**Kegiatan 1**:
Jawablah pertanyaan berikut berdasarkan teks tentang novel Noni Societeit de Harmonie.
(a) Menurut teks, karya sastra bisa menjadi inspirasi bagi orang untuk mempelajari apa?
(b) Di kediaman siapa bincang santai itu diadakan?
(c) Di jalan apa Gedung Kesenian Societeit de Harmonie berlokasi?
**Kegiatan 2**:
Bagaimana terjemahan bahasa Inggris dari kalimat berikut dalam teks tentang novel Noni Societeit de Harmonie: "“Noni Societeit de Harmonie”, merupakan novel berlatar sejarah Kota Makassar era 1930-an."?
**Kegiatan 3**:
Lanjutkan teks tentang novel Noni Societeit de Harmonie, mulai setelah kalimat terakhirnya.

**Teks Kajian**:
PINISI.co.id- Karya sastra bisa jadi inspirasi bagi orang untuk belajar sejarah kotanya. Melalui penggarapan yang serius dengan referensi yang kuat, kita bisa dibawa menyusuri kembali suasana kota itu pada masa silam. Bahkan kita bisa melakukan tapak tilas atas tempat-tempat dan lokasi yang disebutkan dalam karya itu.
Begitulah salah satu kesimpulan dari bincang santai bertema “Budaya Makassar dan Novel Noni Societeit de Harmonie”, di kediaman Yudhistira Sukatanya, Jalan Gotong Royong IV No 6, Makassar, Minggu, (26/1/20). “Noni Societeit de Harmonie”, merupakan novel berlatar sejarah Kota Makassar era 1930-an. Societeit de Harmonie yang jadi judul buku ini, tak lain adalah Gedung Kesenian Societeit de Harmonie yang berlokasi di Jalan Riburane.

**Bagian Data**:
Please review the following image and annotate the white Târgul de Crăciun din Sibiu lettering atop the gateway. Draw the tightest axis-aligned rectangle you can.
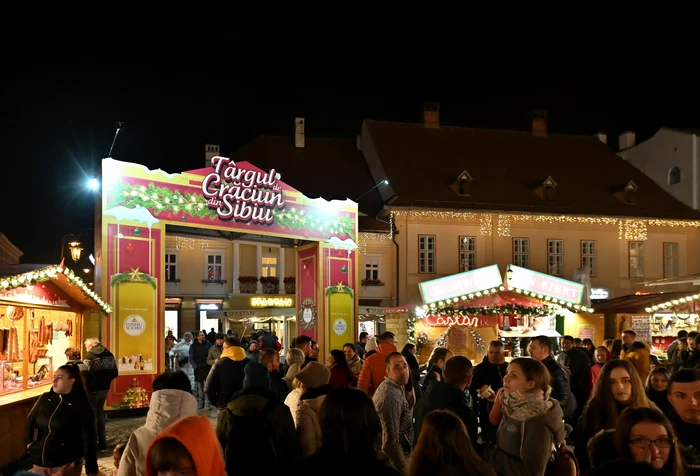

**Jawaban Anda 1**:
(a) Sejarah kotanya.
(b) Di kediaman Yudhistira Sukatanya.
(c) Di Jalan Riburane.

**Jawaban Anda 2**:
"Noni Societeit de Harmonie" is a novel set against the history of the city of Makassar in the 1930s.

**Jawaban Anda 3**:
Kegiatan ini merupakan kerjasama Forum Arisan Sastra (FAS) dengan Lembaga Pengembangan Kesenian dan Kebudayaan Sulawesi Selatan (LAPAKKSS). Is Hakim (perupa) dan Dr Asis Nojeng (seniman & akademisi) tampil sebagai pemantik diskusi. Sebagai penulis novel, Yudhistira Sukatanya, menuturkan bahwa tidak mudah melacak jejak sejarah karena minimnya pendokumentasian.
Meski acara ini dikemas informal, tapi para seniman yang hadir, sesungguhnya membincangkan persoalan serius. Mereka tak hanya membahas karya sastra, dengan merujuk pada novel terbitan Agustus 2018 itu, tapi juga membincangkan cara penulisan bahasa Makassar dan masa depan lontarak. Hal ini menjadi kesimpulan kedua sekaligus rekomendasi bahwa perlu keseragaman cara penulisan bahasa Makassar, terutama penggunaan hurup “k”, “q” dan penggunaan apostrof (‘).
Asis Nojeng, yang disertasinya tentang tradisi Royong, menjelaskan bahwa fungsi apostrof itu sebagai penyingkat. Apostrof itu bukan huruf tapi tanda baca. Penggunaan apostrof dalam penulisan kata bahasa daerah, khususnya Makassar, perlu diperhatikan. Misalnya, penulisan yang seharusnya adalah ballak, bukan balla’. Karena kalau sudah menjadi kepunyaan maka akan berubah menjadi ballakku bukan balla’ku.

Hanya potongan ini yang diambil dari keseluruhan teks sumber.